▸ Stated problem 1
In the passage on GRB 211211A, list every figure and table it cites, in the order they first appear.
▸ Stated problem 2
Answer these questions from the passage on GRB 211211A:
(a) How far away is the galaxy associated with the burst?
(b) What slope describes the power law that fits the X-ray spectrum?
(c) Which kilonova was the first one known?
▸ Stated problem 3
Reproduce the passage on GRB 211211A from "The unambiguous proof" to "compact binary mergers.".

▸ Passage shown

=-=-=

The association with a galaxy at 346 Mpc implies that GRB 211211A is one of the closest long bursts ever discovered, yet the properties of its gamma-ray emission—such as the negligible temporal lag, short variability timescale and hard spectrum—do not fit into this class of events (Extended Data Fig. 2). These are distinctive features of short bursts and classify GRB 211211A as a hybrid event, analogous to GRB 0606143. In addition to its prompt gamma-ray phase, several lines of evidence differentiate GRB 211211A from canonical long GRBs. The GRB does not lie in a star-forming region (Methods) and late-time optical imaging rules out any bright supernova at its location (Extended Data Fig. 4): as the dust content along the line of sight is negligible, a luminous supernova similar to SN 1998bw15 is excluded out to z ≈ 0.8. A faint and short-lived supernova similar to SN 2008ha6 is also ruled out by the optical limits. The GRB location and the global properties of its host galaxy provide indirect evidence for a stellar progenitor different from a collapsing massive star and are instead consistent with a compact binary merger (Methods).

The unambiguous proof of a compact object binary merger comes either from its gravitational wave signal2 or from its kilonova, a short-lived glow of quasi-thermal radiation powered by the radioactive decay energy of heavy nuclei16, produced in the merger ejecta via rapid neutron capture process (r-process). The first known kilonova was AT2017gfo, characterized by an early (less than 12 h) UV/optical peak17 followed by a longer-lasting infrared signal18,19,20,21. We find that a similar component is identified in the UV/optical/infrared (UVOIR) counterpart of GRB 211211A, providing us with the direct link to compact binary mergers.

The multiwavelength emission that follows a GRB is the superposition of multiple components. The dominant component is usually the afterglow, a broadband synchrotron radiation emitted by a population of electrons shock-accelerated by the GRB outflow22. We use the X-ray data to probe the contribution of this non-thermal component. The X-ray spectrum is well described by a power law with slope βX ≈ 0.5 and negligible absorption along the line of sight. When extrapolated to lower energies, this model roughly matches the observed optical fluxes at T0 + 1 h and shows no evidence for an additional component at this time. However, at later times, the multifrequency spectral energy distribution (SED; Fig. 2) identifies emission in excess of the standard afterglow: the UVOIR counterpart is consistently brighter than the extrapolation of the non-thermal power-law, and is characterized by a steeper spectral index βUVOIR > 2 for t > 1 d. Its spectral peak lies in the UV range (u band, observer frame) at T0 + 0.2 d and then progressively cools down to near-infrared wavelengths (K band at approximately T0 + 4 d).

We rule out that a reverse-shock-powered afterglow or a supernova onset could explain this low-energy component. The former arises within the GRB outflow and is characterized by an optical rebrightening peaking from a few seconds to approximately 1 h after the burst23,24. However, reverse-shock emission quickly cools off and shifts to the radio band, typically within the first day after the burst. This is not consistent with the observed SED evolution. Moreover, a low nickel-yield explosion would also produce a short-lived UV/optical flare powered by shock heating in the supernova blast wave25. We studied a broad range of collapsar-associated supernovae,  varying nickel yields, stellar properties and explosion energies. Although this model explains the lack of a bright supernova at late times and can reproduce the basic features of the early optical emission such as the bolometric luminosity and photospheric radii (Extended Data Table 1), the predicted spectrum is too hard (Extended Data Fig. 6): UV emission dominates and we cannot reproduce the bright and long-lived near-infrared emission without the addition of a second, neutron-rich outflow (see Methods).

=-=-=

▸ Supplied records
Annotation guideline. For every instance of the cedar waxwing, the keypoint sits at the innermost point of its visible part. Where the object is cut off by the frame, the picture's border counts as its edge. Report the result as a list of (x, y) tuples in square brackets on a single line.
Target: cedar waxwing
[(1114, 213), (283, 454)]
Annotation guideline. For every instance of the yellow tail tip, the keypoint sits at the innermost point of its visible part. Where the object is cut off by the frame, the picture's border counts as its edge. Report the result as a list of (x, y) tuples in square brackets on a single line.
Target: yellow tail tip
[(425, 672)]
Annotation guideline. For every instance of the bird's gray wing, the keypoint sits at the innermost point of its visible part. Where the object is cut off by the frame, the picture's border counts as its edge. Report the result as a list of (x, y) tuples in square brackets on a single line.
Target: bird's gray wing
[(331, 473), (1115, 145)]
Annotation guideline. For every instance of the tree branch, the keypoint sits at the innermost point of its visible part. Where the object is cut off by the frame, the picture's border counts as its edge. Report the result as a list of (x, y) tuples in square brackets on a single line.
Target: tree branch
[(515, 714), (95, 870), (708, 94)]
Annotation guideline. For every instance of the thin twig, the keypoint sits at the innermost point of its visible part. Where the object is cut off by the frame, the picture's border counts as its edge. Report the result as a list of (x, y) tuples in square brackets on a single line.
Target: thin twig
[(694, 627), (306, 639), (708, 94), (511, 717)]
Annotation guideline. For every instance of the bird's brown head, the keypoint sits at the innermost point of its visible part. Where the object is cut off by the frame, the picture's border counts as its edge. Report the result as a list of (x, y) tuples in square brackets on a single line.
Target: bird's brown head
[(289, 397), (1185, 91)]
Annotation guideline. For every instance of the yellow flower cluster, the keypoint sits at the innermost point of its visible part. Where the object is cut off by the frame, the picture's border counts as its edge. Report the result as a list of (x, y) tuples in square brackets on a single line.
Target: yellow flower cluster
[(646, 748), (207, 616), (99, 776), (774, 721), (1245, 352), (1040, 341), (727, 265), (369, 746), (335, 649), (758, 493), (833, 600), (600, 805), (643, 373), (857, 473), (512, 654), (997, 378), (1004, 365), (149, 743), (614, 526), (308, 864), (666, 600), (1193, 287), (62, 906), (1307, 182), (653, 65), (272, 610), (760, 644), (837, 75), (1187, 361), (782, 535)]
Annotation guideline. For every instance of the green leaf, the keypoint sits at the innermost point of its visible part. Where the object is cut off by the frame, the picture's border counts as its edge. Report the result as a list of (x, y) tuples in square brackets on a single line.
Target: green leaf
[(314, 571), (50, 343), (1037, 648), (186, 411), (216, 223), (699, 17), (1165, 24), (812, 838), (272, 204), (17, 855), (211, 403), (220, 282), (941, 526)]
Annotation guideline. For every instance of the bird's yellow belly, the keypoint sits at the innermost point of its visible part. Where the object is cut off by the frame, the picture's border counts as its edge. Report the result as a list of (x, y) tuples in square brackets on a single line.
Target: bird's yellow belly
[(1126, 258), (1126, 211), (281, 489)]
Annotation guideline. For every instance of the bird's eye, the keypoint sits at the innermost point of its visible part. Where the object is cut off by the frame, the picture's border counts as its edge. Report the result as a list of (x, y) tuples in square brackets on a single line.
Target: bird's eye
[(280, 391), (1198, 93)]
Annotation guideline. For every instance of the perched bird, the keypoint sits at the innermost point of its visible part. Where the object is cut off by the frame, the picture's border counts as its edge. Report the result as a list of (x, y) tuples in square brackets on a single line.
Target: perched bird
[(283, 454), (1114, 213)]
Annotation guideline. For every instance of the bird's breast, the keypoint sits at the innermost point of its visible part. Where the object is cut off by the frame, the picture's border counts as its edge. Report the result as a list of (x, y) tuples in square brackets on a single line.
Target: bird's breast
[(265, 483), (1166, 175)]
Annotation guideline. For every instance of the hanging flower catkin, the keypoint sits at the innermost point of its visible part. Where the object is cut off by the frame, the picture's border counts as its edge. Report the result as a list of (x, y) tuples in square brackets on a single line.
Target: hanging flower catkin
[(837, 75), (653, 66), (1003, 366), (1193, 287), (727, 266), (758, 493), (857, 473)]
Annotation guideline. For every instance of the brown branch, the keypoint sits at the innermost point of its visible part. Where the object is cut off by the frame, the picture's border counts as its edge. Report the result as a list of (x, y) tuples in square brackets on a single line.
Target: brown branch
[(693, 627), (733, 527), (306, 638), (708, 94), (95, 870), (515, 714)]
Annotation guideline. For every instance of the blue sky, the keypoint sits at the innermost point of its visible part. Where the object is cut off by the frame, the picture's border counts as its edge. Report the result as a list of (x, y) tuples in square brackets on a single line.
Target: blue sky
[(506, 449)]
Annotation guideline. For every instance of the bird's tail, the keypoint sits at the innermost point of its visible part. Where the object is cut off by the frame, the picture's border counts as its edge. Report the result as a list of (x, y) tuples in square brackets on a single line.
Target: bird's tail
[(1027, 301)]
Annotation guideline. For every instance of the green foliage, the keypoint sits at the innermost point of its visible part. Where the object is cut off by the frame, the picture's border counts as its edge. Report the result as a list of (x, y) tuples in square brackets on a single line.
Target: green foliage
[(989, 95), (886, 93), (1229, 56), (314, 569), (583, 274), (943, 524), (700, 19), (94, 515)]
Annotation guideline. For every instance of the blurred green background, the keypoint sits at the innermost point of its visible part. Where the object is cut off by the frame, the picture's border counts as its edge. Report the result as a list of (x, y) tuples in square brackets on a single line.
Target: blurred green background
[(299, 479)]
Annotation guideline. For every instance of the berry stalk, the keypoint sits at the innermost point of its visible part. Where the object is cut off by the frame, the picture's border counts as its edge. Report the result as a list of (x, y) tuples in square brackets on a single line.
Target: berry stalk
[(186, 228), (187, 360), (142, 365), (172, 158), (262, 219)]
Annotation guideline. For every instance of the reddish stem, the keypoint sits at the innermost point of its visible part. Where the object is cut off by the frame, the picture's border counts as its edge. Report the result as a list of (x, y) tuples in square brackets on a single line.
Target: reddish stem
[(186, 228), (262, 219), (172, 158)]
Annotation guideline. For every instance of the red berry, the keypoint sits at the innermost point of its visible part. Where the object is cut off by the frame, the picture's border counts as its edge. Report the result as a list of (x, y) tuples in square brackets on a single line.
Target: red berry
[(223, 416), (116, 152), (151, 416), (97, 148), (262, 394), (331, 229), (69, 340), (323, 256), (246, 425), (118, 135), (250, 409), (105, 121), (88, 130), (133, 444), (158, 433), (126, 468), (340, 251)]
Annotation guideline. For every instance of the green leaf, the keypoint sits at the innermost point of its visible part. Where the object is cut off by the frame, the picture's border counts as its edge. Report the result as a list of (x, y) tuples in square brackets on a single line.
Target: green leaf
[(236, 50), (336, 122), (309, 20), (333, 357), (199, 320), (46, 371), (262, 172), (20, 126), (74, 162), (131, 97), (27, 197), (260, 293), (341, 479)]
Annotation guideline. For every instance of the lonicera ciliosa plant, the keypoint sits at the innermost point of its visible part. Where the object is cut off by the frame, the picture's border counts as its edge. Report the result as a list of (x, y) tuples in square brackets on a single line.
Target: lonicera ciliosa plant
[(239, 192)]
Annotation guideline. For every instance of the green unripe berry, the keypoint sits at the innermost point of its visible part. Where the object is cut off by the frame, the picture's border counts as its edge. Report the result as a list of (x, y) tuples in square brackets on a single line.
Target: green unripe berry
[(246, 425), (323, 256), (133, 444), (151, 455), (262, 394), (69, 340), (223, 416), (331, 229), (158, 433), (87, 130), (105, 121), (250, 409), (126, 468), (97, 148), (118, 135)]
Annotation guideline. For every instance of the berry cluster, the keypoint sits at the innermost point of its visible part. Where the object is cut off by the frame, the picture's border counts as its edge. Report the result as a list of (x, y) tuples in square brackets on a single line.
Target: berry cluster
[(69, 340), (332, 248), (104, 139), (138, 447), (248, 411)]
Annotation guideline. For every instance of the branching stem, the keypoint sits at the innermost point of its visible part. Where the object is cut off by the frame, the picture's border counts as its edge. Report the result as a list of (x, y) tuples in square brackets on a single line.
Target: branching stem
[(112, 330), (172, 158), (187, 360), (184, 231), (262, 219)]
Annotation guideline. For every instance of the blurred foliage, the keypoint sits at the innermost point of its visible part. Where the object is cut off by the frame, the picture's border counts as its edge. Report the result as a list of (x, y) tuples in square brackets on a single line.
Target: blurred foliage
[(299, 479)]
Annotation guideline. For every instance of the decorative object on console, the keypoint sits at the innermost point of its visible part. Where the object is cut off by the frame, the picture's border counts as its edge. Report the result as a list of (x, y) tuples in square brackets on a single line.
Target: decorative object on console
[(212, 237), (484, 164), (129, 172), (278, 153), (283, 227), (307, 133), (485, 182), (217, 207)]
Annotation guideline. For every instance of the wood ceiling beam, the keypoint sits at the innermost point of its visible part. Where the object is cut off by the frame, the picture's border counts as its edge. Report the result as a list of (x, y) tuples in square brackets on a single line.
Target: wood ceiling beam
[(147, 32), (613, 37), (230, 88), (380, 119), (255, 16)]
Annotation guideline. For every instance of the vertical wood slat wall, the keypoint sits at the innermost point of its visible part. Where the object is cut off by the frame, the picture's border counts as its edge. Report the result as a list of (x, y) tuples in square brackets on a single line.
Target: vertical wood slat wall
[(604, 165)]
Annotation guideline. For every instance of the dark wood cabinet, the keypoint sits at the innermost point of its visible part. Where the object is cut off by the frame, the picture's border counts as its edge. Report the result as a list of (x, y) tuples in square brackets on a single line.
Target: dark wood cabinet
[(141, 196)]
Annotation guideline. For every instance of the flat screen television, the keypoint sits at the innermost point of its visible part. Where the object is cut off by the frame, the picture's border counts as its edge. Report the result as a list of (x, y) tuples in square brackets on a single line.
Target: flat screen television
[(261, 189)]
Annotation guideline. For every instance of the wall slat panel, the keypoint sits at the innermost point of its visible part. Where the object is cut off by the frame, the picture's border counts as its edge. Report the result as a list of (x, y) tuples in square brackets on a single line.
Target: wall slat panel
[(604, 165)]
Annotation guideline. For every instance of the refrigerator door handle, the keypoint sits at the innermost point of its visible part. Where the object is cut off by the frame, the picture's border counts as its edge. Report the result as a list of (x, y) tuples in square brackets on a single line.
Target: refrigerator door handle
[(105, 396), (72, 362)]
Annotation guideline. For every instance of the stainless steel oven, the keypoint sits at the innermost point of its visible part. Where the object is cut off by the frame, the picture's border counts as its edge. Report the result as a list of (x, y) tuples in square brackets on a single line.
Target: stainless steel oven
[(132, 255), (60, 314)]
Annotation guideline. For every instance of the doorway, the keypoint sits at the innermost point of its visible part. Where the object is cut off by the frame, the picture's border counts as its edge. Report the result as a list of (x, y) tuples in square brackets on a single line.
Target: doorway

=-=-=

▸ Written response 1
Extended Data Fig. 2
Extended Data Fig. 4
Fig. 2
Extended Data Table 1
Extended Data Fig. 6

▸ Written response 2
(a) 346 Mpc
(b) βX ≈ 0.5
(c) AT2017gfo

▸ Written response 3
The unambiguous proof of a compact object binary merger comes either from its gravitational wave signal2 or from its kilonova, a short-lived glow of quasi-thermal radiation powered by the radioactive decay energy of heavy nuclei16, produced in the merger ejecta via rapid neutron capture process (r-process). The first known kilonova was AT2017gfo, characterized by an early (less than 12 h) UV/optical peak17 followed by a longer-lasting infrared signal18,19,20,21. We find that a similar component is identified in the UV/optical/infrared (UVOIR) counterpart of GRB 211211A, providing us with the direct link to compact binary mergers.